_Aim of the exercise:_
Your answer should consist of each line below that contains the string "mask".

== Data supplied

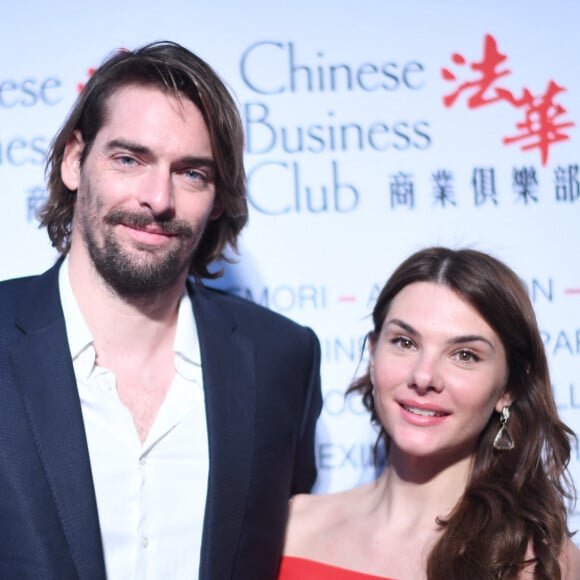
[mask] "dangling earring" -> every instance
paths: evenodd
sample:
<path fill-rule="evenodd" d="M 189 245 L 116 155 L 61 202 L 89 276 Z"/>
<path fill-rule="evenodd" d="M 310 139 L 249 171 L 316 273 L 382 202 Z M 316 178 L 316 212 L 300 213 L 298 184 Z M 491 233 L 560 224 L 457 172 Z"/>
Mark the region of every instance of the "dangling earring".
<path fill-rule="evenodd" d="M 499 431 L 493 440 L 493 446 L 500 451 L 509 451 L 514 448 L 514 440 L 507 430 L 507 424 L 510 420 L 509 405 L 505 405 L 501 410 L 501 417 L 499 418 Z"/>

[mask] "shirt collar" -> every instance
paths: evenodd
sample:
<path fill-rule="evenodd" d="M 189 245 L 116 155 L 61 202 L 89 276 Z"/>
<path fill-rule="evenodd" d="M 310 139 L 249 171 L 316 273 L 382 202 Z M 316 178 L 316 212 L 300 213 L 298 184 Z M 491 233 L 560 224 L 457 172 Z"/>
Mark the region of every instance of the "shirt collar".
<path fill-rule="evenodd" d="M 88 377 L 96 360 L 94 339 L 73 293 L 68 275 L 68 256 L 60 267 L 58 287 L 73 365 L 77 372 Z M 187 288 L 184 288 L 179 301 L 173 350 L 177 372 L 186 379 L 195 379 L 198 376 L 196 367 L 201 367 L 201 353 L 193 305 Z"/>
<path fill-rule="evenodd" d="M 187 288 L 184 288 L 179 301 L 173 350 L 175 351 L 175 368 L 177 372 L 186 379 L 197 378 L 198 371 L 195 367 L 201 367 L 201 352 L 197 326 L 193 316 L 193 305 Z"/>
<path fill-rule="evenodd" d="M 70 283 L 68 257 L 64 259 L 58 273 L 58 290 L 73 365 L 83 377 L 88 377 L 94 367 L 96 353 L 93 335 L 83 318 Z"/>

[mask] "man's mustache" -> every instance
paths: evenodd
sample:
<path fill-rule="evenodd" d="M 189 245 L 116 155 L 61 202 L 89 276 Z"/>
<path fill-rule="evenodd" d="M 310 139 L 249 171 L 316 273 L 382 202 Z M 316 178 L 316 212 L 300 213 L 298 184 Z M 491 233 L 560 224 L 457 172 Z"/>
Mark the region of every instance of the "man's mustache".
<path fill-rule="evenodd" d="M 156 218 L 150 213 L 132 213 L 125 210 L 112 210 L 105 216 L 109 225 L 124 225 L 134 228 L 145 228 L 155 225 L 158 230 L 170 235 L 192 237 L 193 231 L 187 222 L 173 219 Z"/>

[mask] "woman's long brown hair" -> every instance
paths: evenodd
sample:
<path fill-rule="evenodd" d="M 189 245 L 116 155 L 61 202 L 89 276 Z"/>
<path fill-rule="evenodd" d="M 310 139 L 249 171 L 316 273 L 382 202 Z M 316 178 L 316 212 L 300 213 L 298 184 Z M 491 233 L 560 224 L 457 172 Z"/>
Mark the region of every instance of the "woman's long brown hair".
<path fill-rule="evenodd" d="M 515 447 L 498 451 L 495 411 L 480 435 L 465 492 L 438 520 L 442 533 L 427 562 L 430 580 L 507 580 L 526 566 L 534 578 L 559 580 L 558 557 L 575 500 L 567 471 L 574 433 L 559 419 L 548 363 L 525 285 L 504 263 L 475 250 L 428 248 L 405 260 L 389 278 L 373 310 L 377 337 L 393 298 L 408 284 L 443 284 L 474 307 L 506 351 L 512 394 L 509 432 Z M 362 394 L 378 417 L 367 370 L 348 392 Z M 389 436 L 381 430 L 387 453 Z M 531 550 L 530 550 L 531 548 Z M 530 559 L 530 553 L 533 553 Z"/>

====

_Answer for this exercise:_
[mask] "dangling earring" -> every instance
[mask] "shirt collar" -> every instance
[mask] "man's mustache" -> every instance
[mask] "woman's long brown hair" -> every instance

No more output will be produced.